Work to do
**1.** Reproduce the forum thread between "What Im sure" and "Tyrant Guard first.", inclusive.
**2.** Summarize the forum thread in two sentences.
**3.** According to the forum thread, what is the smallest game in which The Sullen One would take Typhus?

Excerpted text
****************************************

In my little rule book it has a picture of a Carny with a Bloodthirsters whip choking the shit of him and a Herald on Juggy smashing thru Gaunts.

What Im sure it doesnt show is the Skulltaker pawning the Hive Tyrant and Trygon at the same time .


----------



## The Sullen One (Nov 9, 2008)

Much as I like Typhus, and will probably getting him for fluff gaming, I wouldn't take him in anything less than a 2000pt game. Where actual play is concerned, he'll need a terminator retinue equipped with a good number of chianfists, combi-meltas & powerfists. All of which will drive up the price of the unit, and thats before you think about adding in a Land Raider.

Keeping in mind that Nids are higher initiative than Nurgle Marines, and that unit will take serious losses against anything like a Hive Tyrant or the Swarmlord. Personally a better option would be a Slaneesh lord with blissgiver, you only need to wound once and that Hive Tyrant's dead. Use some oblits to soften him up and get rid of the Tyrant Guard first.


----------



## b.anthracis (Nov 18, 2008)

But with the blissgiver you have to wound and with S4 against T6, thats not an easy task.


----------



## Winterous (Mar 30, 2009)

b.anthracis said:


> But with the blissgiver you have to wound and with S4 against T6, thats not an easy task.


The important thing is, you only need to wound ONCE.
Rolling one 6 to wound out of 4-9 attacks isn't as unlikely as you think.
Unfortunately it can't hurt Wraithlords, which is a shame.


----------

****************************************

Collected data
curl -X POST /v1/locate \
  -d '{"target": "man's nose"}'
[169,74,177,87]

****************************************

Answers to each task
**1.**
What Im sure it doesnt show is the Skulltaker pawning the Hive Tyrant and Trygon at the same time .


----------



## The Sullen One (Nov 9, 2008)

Much as I like Typhus, and will probably getting him for fluff gaming, I wouldn't take him in anything less than a 2000pt game. Where actual play is concerned, he'll need a terminator retinue equipped with a good number of chianfists, combi-meltas & powerfists. All of which will drive up the price of the unit, and thats before you think about adding in a Land Raider.

Keeping in mind that Nids are higher initiative than Nurgle Marines, and that unit will take serious losses against anything like a Hive Tyrant or the Swarmlord. Personally a better option would be a Slaneesh lord with blissgiver, you only need to wound once and that Hive Tyrant's dead. Use some oblits to soften him up and get rid of the Tyrant Guard first.

**2.** One poster would not field Typhus in a game under 2000 points, saying his terminator retinue would be costly and would suffer serious losses against a Hive Tyrant or the Swarmlord because Nids have higher initiative than Nurgle Marines, and he recommends a lord with the blissgiver instead. Another poster objects that wounding with S4 against T6 is not easy, and a third replies that only one wound is needed and that one 6 to wound out of 4-9 attacks is not as unlikely as it seems, although the blissgiver cannot hurt Wraithlords.

**3.** He would not take Typhus in anything less than a 2000-point game.